### [What needs to be done]
Produce the records again in full, exactly as shown below.
(Beginning of Material for this exercise)
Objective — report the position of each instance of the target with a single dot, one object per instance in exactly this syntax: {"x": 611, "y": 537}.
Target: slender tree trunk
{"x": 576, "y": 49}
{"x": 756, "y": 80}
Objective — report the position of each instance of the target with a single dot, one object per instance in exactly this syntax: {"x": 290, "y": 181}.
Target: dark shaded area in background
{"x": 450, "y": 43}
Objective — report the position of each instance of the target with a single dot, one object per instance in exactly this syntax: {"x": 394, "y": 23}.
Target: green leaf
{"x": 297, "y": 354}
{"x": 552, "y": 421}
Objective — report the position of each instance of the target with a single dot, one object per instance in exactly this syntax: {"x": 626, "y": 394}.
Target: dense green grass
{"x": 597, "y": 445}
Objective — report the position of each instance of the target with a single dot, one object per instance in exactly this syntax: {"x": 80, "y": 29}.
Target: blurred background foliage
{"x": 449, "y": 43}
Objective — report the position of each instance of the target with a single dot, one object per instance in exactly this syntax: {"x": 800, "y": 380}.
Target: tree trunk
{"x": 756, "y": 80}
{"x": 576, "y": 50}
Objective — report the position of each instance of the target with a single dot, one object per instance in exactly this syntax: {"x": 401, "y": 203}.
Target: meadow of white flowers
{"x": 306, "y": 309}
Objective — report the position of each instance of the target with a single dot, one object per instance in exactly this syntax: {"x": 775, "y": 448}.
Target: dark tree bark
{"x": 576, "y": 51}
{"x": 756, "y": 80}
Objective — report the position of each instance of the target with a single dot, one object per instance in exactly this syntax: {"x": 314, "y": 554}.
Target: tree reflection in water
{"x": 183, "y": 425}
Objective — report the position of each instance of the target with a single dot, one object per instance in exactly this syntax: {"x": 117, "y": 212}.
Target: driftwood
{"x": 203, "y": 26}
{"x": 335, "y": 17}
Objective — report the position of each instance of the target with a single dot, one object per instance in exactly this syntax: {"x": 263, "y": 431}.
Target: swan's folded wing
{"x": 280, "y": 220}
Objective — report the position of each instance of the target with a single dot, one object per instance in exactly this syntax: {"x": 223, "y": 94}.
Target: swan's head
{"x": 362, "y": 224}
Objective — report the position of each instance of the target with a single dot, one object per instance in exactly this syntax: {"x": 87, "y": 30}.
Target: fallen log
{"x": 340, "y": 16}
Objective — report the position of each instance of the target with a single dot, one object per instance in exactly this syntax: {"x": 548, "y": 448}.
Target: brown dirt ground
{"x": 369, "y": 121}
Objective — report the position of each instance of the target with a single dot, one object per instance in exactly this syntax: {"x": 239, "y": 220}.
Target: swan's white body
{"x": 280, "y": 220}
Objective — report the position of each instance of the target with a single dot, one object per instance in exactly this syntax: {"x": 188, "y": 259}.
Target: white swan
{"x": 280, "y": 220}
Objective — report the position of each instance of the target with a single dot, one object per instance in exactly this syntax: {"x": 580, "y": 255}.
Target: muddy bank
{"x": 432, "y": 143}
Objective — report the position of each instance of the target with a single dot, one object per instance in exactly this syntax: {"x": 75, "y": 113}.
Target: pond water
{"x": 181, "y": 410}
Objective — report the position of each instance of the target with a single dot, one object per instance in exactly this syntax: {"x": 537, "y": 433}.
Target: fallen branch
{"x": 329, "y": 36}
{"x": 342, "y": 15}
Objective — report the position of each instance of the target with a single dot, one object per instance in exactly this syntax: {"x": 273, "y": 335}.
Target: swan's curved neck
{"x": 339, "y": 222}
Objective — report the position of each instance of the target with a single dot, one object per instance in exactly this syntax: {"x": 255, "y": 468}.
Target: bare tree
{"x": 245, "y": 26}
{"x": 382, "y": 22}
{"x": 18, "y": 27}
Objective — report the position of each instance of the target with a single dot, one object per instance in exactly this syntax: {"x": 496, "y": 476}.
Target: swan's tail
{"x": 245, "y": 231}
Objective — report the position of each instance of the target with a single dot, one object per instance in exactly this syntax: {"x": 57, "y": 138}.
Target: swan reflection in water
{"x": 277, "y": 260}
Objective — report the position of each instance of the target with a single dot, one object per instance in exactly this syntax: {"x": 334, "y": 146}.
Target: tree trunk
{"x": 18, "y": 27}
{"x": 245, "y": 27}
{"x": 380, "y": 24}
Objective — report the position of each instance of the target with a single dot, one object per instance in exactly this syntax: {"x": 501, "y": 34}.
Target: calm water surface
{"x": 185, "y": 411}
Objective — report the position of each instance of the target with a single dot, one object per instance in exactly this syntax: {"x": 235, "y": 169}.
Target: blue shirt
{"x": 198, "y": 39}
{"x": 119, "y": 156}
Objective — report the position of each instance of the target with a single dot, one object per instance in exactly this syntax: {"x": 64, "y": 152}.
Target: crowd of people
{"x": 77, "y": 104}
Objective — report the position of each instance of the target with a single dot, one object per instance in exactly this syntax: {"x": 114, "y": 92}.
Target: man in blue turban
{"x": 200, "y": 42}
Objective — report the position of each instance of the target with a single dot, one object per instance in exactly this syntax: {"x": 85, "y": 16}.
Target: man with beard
(End of Material for this exercise)
### [Problem solution]
Objective — report the position of each instance of the target with a single dot, one object per instance in exactly this syntax: {"x": 611, "y": 537}.
Target: slender tree trunk
{"x": 576, "y": 49}
{"x": 756, "y": 80}
Objective — report the position of each instance of the target with a single dot, one object per instance in exactly this syntax: {"x": 290, "y": 181}.
Target: dark shaded area in background
{"x": 450, "y": 43}
Objective — report the position of each instance of the target with a single dot, one object per instance in exactly this syntax: {"x": 394, "y": 23}.
Target: green leaf
{"x": 297, "y": 354}
{"x": 552, "y": 421}
Objective — report the position of each instance of the target with a single dot, one object per instance in exactly this syntax: {"x": 626, "y": 394}.
Target: dense green grass
{"x": 597, "y": 445}
Objective — report the position of each instance of the target with a single dot, one object per instance in exactly this syntax: {"x": 80, "y": 29}.
Target: blurred background foliage
{"x": 449, "y": 43}
Objective — report the position of each instance of the target with a single dot, one object per instance in exactly this syntax: {"x": 800, "y": 380}.
Target: tree trunk
{"x": 756, "y": 80}
{"x": 576, "y": 50}
Objective — report the position of each instance of the target with a single dot, one object per instance in exactly this syntax: {"x": 401, "y": 203}.
Target: meadow of white flowers
{"x": 306, "y": 309}
Objective — report the position of each instance of the target with a single dot, one object per instance in exactly this syntax: {"x": 775, "y": 448}.
Target: dark tree bark
{"x": 576, "y": 51}
{"x": 756, "y": 80}
Objective — report the position of each instance of the target with a single dot, one object per instance in exactly this syntax: {"x": 314, "y": 554}.
Target: tree reflection in water
{"x": 183, "y": 425}
Objective — report the position of each instance of the target with a single dot, one object per instance in exactly this syntax: {"x": 117, "y": 212}.
Target: driftwood
{"x": 203, "y": 26}
{"x": 335, "y": 17}
Objective — report the position of each instance of the target with a single dot, one object per instance in exactly this syntax: {"x": 263, "y": 431}.
Target: swan's folded wing
{"x": 280, "y": 220}
Objective — report the position of each instance of the target with a single dot, one object per instance in exactly this syntax: {"x": 223, "y": 94}.
Target: swan's head
{"x": 362, "y": 224}
Objective — report the position of each instance of the target with a single dot, one object per instance in exactly this syntax: {"x": 87, "y": 30}.
Target: fallen log
{"x": 340, "y": 16}
Objective — report the position of each instance of the target with a single dot, one object per instance in exactly this syntax: {"x": 548, "y": 448}.
Target: brown dirt ground
{"x": 369, "y": 121}
Objective — report the position of each instance of the target with a single dot, one object per instance in exactly this syntax: {"x": 239, "y": 220}.
Target: swan's white body
{"x": 280, "y": 220}
Objective — report the position of each instance of the target with a single dot, one object per instance in exactly this syntax: {"x": 188, "y": 259}.
Target: white swan
{"x": 280, "y": 220}
Objective — report the position of each instance of the target with a single dot, one object per instance in exactly this syntax: {"x": 580, "y": 255}.
Target: muddy bank
{"x": 432, "y": 143}
Objective — report the position of each instance of the target with a single dot, one object per instance in exactly this syntax: {"x": 75, "y": 113}.
Target: pond water
{"x": 181, "y": 410}
Objective — report the position of each instance of the target with a single dot, one object per instance in exactly this syntax: {"x": 537, "y": 433}.
Target: fallen branch
{"x": 329, "y": 36}
{"x": 342, "y": 15}
Objective — report the position of each instance of the target with a single dot, one object per instance in exactly this syntax: {"x": 273, "y": 335}.
Target: swan's curved neck
{"x": 339, "y": 222}
Objective — report the position of each instance of the target with a single dot, one object per instance in exactly this syntax: {"x": 255, "y": 468}.
Target: bare tree
{"x": 245, "y": 26}
{"x": 382, "y": 22}
{"x": 18, "y": 27}
Objective — report the position of each instance of the target with a single dot, one object per instance in exactly this syntax: {"x": 496, "y": 476}.
Target: swan's tail
{"x": 245, "y": 231}
Objective — report the position of each instance of the target with a single dot, one object per instance in exactly this syntax: {"x": 57, "y": 138}.
Target: swan reflection in water
{"x": 277, "y": 260}
Objective — report the position of each instance of the target with a single dot, one object per instance in exactly this syntax: {"x": 334, "y": 146}.
Target: tree trunk
{"x": 18, "y": 27}
{"x": 245, "y": 27}
{"x": 380, "y": 24}
Objective — report the position of each instance of the target with a single dot, one object per instance in exactly this syntax: {"x": 501, "y": 34}.
Target: calm water surface
{"x": 185, "y": 411}
Objective — report the position of each instance of the target with a single dot, one object per instance in exactly this syntax: {"x": 235, "y": 169}.
Target: blue shirt
{"x": 198, "y": 39}
{"x": 119, "y": 156}
Objective — report the position of each instance of the target with a single dot, one object per instance in exactly this syntax: {"x": 64, "y": 152}.
Target: crowd of people
{"x": 77, "y": 104}
Objective — report the position of each instance of the target with a single dot, one object per instance in exactly this syntax: {"x": 114, "y": 92}.
Target: man in blue turban
{"x": 200, "y": 42}
Objective — report the position of each instance of the target with a single dot, one object per instance in exactly this syntax: {"x": 85, "y": 16}.
Target: man with beard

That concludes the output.